Reading text →
###

Hausdorff measure and Fourier dimensions of limsup sets arising in weighted and multiplicative Diophantine approximation
Pith reviewed 2026-05-22 21:07 UTC · model grok-4.3
The pith
Zero-full laws via balls-to-rectangles transference fix Lebesgue and Hausdorff measures of weighted and multiplicative Diophantine limsup sets, with Fourier dimension equal to the minimum of component dimensions.
A machine-rendered reading of the paper's core claim, the machinery that carries it, and where it could break.
Core claim
The central claim is that zero-full laws for the Lebesgue measure and Hausdorff measure of the limsup sets in both the weighted and multiplicative Diophantine approximation settings follow from the balls-to-rectangles mass transference principle. The Fourier dimension of these sets equals the minimum of the Fourier dimensions of the corresponding one-dimensional sets. In line with this, the sets are non-Salem except in one dimension, a phenomenon partly explained by the result that the Fourier dimension of the product of two sets equals the minimum of their respective Fourier dimensions.
What carries the argument
The balls-to-rectangles mass transference principle, which transfers mass from balls to rectangles to obtain the zero-full laws for the measures.
If this is right
- The weighted zero-full law refines an earlier dimensional result for those sets.
- The multiplicative zero-full laws answer a question raised by Hussain and Simmons and extend beyond it.
- The sets have exact Fourier dimensions given by the minimum of the component Fourier dimensions.
- The product rule for Fourier dimensions explains the non-Salem property outside one dimension.
Where Pith is reading between the lines
- The product rule for Fourier dimensions may extend to other fractal sets constructed as limsups in Diophantine approximation.
- Mass transference methods of this type could be tested on further variants of simultaneous or inhomogeneous approximation.
- The typical non-Salem character may constrain how these sets can be used in problems involving Fourier decay or restriction.
Load-bearing premise
The balls-to-rectangles mass transference principle holds in the weighted and multiplicative Diophantine approximation settings.
What would settle it
A concrete weighted or multiplicative Diophantine approximation problem where the Lebesgue measure or Hausdorff measure of the limsup set differs from the value predicted by the zero-full law derived from the mass transference principle.

###

[Point-labeling examples]
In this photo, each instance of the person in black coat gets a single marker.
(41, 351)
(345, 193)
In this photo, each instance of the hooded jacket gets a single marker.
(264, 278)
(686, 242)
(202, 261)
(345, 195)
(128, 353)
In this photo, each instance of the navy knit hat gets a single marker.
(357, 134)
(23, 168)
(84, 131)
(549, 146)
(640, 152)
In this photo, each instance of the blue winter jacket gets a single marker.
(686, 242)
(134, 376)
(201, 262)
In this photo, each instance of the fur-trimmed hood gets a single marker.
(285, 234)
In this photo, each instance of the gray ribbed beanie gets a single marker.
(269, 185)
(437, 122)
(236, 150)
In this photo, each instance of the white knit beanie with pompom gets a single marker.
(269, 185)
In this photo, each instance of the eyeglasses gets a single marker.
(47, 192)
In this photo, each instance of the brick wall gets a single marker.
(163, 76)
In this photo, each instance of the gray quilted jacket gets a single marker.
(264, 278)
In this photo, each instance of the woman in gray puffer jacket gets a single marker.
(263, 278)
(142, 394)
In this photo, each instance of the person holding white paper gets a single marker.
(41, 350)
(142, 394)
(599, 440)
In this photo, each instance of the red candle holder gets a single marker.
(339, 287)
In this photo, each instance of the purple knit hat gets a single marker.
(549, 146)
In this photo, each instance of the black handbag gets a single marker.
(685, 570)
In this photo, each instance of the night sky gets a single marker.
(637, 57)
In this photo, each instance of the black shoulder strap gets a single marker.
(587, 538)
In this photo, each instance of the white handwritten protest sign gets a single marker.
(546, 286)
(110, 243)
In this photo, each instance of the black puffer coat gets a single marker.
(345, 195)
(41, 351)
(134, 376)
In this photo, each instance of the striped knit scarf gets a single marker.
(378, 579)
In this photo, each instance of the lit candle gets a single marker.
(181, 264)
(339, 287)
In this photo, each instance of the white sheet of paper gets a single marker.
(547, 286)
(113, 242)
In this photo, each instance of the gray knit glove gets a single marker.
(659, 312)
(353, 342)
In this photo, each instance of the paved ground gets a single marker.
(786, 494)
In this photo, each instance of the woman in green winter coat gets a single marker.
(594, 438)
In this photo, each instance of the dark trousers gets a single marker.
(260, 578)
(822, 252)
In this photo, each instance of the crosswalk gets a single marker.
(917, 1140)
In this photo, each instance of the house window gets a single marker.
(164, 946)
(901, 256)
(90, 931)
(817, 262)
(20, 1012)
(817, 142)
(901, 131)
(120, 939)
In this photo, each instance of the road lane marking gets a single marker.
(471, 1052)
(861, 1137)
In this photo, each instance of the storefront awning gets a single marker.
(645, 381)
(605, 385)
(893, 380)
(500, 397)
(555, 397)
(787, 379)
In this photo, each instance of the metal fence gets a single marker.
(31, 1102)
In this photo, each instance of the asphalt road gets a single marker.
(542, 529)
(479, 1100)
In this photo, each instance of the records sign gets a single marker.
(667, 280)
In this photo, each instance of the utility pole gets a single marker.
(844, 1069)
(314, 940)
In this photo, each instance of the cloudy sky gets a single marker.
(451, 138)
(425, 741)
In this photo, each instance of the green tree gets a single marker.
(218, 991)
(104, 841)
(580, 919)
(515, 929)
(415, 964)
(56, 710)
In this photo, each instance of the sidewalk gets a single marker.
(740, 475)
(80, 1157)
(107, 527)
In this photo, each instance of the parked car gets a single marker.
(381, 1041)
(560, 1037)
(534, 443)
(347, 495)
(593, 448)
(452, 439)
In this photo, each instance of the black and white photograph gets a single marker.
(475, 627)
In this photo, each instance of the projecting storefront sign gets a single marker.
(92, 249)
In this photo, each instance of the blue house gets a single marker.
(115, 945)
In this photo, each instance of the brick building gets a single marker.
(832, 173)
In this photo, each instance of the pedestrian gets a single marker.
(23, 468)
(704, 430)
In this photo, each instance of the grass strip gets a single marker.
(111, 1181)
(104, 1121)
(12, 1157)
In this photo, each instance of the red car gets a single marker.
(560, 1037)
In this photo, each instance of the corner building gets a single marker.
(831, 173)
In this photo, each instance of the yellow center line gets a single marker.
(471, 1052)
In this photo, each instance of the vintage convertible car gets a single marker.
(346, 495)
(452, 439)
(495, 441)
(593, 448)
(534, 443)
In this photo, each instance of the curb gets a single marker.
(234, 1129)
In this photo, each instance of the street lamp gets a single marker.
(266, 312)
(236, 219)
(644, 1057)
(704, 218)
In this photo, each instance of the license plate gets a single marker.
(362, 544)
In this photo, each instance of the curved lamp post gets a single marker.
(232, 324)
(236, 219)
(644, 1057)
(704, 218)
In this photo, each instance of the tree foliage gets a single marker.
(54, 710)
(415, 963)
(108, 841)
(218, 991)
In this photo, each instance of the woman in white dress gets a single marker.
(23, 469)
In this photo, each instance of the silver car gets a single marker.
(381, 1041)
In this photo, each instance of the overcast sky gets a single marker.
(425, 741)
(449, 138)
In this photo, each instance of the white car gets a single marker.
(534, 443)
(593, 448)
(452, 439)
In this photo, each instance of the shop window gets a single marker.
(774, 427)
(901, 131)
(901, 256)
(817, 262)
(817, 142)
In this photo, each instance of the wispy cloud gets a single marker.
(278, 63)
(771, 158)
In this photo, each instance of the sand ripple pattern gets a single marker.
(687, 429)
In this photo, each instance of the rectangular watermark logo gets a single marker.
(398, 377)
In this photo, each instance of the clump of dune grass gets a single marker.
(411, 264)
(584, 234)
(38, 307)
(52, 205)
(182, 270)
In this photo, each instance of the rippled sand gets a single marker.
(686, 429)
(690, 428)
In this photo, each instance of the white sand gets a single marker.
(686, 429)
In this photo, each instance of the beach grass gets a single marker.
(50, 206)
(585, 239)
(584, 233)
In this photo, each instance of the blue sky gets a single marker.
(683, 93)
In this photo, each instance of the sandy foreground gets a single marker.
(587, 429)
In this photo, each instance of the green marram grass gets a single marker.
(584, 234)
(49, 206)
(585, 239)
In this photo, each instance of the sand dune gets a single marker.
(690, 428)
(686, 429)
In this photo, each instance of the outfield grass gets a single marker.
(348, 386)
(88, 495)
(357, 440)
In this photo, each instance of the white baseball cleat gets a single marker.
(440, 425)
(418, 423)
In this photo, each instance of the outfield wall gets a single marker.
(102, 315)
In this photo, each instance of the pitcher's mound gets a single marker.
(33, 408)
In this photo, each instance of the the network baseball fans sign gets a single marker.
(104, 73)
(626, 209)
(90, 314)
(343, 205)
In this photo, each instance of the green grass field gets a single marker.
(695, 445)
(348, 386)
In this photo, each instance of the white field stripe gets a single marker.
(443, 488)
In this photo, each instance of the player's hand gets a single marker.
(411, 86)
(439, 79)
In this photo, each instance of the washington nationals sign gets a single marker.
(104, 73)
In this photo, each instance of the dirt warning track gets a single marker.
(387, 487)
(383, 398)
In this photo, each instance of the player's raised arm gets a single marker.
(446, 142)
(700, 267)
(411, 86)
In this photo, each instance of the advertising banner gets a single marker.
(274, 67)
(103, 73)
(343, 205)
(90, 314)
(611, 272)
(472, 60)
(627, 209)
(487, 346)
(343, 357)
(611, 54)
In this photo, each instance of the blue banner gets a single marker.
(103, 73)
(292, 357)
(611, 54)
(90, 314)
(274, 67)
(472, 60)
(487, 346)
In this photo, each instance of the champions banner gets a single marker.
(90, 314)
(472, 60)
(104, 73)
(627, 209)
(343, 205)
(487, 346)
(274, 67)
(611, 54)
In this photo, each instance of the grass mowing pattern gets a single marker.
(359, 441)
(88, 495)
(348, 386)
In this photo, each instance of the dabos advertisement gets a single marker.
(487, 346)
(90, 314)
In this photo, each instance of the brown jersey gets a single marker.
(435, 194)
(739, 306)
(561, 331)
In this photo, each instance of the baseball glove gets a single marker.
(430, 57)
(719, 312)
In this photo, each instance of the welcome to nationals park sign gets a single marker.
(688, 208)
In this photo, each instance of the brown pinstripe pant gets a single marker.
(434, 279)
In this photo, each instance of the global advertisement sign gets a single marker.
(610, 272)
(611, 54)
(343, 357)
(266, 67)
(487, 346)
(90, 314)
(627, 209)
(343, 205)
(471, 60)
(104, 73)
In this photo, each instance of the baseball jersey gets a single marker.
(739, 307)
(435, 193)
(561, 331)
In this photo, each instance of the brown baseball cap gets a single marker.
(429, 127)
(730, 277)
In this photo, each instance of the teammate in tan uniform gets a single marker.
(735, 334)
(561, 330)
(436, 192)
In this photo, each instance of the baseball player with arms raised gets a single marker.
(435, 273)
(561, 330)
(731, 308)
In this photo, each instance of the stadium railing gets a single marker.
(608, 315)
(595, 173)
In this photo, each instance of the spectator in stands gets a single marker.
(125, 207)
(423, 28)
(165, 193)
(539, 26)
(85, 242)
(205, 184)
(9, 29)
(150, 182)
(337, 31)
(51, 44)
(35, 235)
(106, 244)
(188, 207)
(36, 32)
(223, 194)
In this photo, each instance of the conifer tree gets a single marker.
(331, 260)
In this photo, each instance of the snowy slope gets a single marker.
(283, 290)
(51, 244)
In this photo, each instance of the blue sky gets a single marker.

###

Objective → Reproduce the full text of the Diophantine approximation summary, word for word. None of the lines above are needed for this.

Final result →
Hausdorff measure and Fourier dimensions of limsup sets arising in weighted and multiplicative Diophantine approximation
Pith reviewed 2026-05-22 21:07 UTC · model grok-4.3
The pith
Zero-full laws via balls-to-rectangles transference fix Lebesgue and Hausdorff measures of weighted and multiplicative Diophantine limsup sets, with Fourier dimension equal to the minimum of component dimensions.
A machine-rendered reading of the paper's core claim, the machinery that carries it, and where it could break.
Core claim
The central claim is that zero-full laws for the Lebesgue measure and Hausdorff measure of the limsup sets in both the weighted and multiplicative Diophantine approximation settings follow from the balls-to-rectangles mass transference principle. The Fourier dimension of these sets equals the minimum of the Fourier dimensions of the corresponding one-dimensional sets. In line with this, the sets are non-Salem except in one dimension, a phenomenon partly explained by the result that the Fourier dimension of the product of two sets equals the minimum of their respective Fourier dimensions.
What carries the argument
The balls-to-rectangles mass transference principle, which transfers mass from balls to rectangles to obtain the zero-full laws for the measures.
If this is right
- The weighted zero-full law refines an earlier dimensional result for those sets.
- The multiplicative zero-full laws answer a question raised by Hussain and Simmons and extend beyond it.
- The sets have exact Fourier dimensions given by the minimum of the component Fourier dimensions.
- The product rule for Fourier dimensions explains the non-Salem property outside one dimension.
Where Pith is reading between the lines
- The product rule for Fourier dimensions may extend to other fractal sets constructed as limsups in Diophantine approximation.
- Mass transference methods of this type could be tested on further variants of simultaneous or inhomogeneous approximation.
- The typical non-Salem character may constrain how these sets can be used in problems involving Fourier decay or restriction.
Load-bearing premise
The balls-to-rectangles mass transference principle holds in the weighted and multiplicative Diophantine approximation settings.
What would settle it
A concrete weighted or multiplicative Diophantine approximation problem where the Lebesgue measure or Hausdorff measure of the limsup set differs from the value predicted by the zero-full law derived from the mass transference principle.